» Your goal
From the line that contains "point_to SHOULD mark one point per instance of the dark" to the end of the entries, write out every line exactly, including both ends, and nothing more.

» Data to process
________________________

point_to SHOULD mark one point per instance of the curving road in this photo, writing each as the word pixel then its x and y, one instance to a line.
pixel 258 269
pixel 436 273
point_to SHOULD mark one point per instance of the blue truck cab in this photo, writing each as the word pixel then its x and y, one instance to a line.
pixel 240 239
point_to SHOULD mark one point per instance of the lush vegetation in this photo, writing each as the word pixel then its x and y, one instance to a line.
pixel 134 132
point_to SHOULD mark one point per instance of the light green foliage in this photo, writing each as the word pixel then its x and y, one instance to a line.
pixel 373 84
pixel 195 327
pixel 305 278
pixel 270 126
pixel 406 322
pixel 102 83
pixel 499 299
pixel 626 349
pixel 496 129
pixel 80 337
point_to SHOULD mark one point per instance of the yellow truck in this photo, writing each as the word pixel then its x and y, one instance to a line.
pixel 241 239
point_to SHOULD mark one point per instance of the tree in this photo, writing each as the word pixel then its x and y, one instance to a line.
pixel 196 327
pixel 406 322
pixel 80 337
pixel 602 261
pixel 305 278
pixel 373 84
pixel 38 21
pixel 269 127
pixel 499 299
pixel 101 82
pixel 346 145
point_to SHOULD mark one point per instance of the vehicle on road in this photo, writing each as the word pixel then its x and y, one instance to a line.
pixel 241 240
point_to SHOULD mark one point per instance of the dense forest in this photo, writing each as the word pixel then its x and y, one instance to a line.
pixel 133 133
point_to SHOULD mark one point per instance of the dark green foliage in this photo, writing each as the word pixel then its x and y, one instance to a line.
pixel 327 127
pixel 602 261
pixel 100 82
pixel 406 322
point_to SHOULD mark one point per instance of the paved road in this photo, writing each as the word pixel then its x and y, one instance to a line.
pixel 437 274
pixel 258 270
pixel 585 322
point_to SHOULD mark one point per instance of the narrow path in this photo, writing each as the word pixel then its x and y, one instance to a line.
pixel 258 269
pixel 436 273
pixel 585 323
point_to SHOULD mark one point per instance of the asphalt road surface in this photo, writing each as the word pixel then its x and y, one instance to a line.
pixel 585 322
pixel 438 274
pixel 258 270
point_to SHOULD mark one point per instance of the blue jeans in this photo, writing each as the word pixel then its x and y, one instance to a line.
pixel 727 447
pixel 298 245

________________________

» Solution to this task
point_to SHOULD mark one point per instance of the dark green foliage in this photo, writing each as the word pixel then its x and y, one instance to a line.
pixel 327 127
pixel 602 261
pixel 100 82
pixel 406 322
point_to SHOULD mark one point per instance of the paved road in this photo, writing each as the word pixel then its x and y, one instance to a line.
pixel 437 274
pixel 258 270
pixel 585 322
point_to SHOULD mark one point per instance of the narrow path in this photo, writing each as the word pixel then its x and y, one instance to a line.
pixel 258 269
pixel 436 273
pixel 585 323
point_to SHOULD mark one point per instance of the asphalt road surface in this photo, writing each as the word pixel then its x and y, one instance to a line.
pixel 585 322
pixel 438 274
pixel 258 270
point_to SHOULD mark one point per instance of the blue jeans in this photo, writing each as the word pixel then its x and y, one instance to a line.
pixel 727 447
pixel 298 245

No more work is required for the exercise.